--- Records shown ---

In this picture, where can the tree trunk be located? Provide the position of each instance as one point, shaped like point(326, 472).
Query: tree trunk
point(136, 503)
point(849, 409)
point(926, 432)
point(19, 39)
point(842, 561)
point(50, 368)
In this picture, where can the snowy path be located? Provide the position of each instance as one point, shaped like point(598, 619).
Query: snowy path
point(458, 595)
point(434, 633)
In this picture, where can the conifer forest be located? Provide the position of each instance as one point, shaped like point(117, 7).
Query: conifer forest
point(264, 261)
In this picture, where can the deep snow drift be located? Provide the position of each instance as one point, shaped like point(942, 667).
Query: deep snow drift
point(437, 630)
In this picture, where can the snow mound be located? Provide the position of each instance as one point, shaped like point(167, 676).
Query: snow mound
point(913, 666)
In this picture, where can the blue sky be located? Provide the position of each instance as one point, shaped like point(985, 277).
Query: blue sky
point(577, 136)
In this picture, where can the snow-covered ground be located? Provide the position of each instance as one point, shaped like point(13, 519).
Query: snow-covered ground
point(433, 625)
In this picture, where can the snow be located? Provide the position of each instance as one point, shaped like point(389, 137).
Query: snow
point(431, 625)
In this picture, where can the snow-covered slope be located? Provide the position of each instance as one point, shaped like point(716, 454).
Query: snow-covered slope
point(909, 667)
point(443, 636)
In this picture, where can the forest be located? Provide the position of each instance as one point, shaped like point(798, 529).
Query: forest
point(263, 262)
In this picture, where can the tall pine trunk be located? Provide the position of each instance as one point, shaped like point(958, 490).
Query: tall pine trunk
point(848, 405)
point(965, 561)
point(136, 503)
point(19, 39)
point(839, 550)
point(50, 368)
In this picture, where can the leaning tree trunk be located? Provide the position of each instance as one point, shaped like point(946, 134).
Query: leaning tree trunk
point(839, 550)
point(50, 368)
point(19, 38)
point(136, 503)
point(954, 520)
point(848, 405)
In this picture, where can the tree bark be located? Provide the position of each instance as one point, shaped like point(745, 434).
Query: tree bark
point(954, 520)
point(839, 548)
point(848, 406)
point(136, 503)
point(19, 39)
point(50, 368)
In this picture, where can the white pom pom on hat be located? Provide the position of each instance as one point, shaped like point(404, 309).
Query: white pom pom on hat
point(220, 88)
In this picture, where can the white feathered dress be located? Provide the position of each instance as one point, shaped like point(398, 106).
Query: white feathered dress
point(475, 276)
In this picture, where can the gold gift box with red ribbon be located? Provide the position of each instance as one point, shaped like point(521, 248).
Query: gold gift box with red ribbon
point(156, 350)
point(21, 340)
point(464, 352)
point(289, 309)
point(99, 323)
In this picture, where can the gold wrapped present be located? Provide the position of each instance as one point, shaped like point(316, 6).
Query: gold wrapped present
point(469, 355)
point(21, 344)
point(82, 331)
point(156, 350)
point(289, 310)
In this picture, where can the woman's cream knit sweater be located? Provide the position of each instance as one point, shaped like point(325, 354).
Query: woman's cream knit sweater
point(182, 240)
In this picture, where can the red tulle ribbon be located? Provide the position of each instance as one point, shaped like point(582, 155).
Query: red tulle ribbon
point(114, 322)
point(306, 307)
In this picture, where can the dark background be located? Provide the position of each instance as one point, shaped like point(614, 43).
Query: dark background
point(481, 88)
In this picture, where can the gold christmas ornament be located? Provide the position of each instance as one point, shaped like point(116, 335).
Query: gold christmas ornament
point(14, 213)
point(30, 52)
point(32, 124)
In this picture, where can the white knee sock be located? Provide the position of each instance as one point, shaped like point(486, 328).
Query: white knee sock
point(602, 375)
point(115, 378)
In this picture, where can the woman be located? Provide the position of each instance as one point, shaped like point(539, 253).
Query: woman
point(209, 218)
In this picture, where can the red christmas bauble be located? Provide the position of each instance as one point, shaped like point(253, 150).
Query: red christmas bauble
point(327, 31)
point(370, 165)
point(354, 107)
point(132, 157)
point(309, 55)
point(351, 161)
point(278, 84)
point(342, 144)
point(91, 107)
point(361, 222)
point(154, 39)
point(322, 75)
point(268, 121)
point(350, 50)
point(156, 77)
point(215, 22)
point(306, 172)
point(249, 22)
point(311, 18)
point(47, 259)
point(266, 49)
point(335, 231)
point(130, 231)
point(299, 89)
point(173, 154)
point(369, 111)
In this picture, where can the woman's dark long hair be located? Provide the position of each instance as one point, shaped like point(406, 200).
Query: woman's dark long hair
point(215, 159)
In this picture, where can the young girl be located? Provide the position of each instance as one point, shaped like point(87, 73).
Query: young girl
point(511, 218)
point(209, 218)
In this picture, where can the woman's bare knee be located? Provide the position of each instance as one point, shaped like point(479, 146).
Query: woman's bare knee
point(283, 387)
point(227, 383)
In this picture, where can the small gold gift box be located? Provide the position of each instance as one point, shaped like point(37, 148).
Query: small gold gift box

---

*Directions for this task*
What lines in the material above hold the string "small"? List them.

*Exercise result*
In this picture, where can the small gold gift box be located? Provide the position of each instance as one point, shaped like point(37, 148).
Query: small gold gift box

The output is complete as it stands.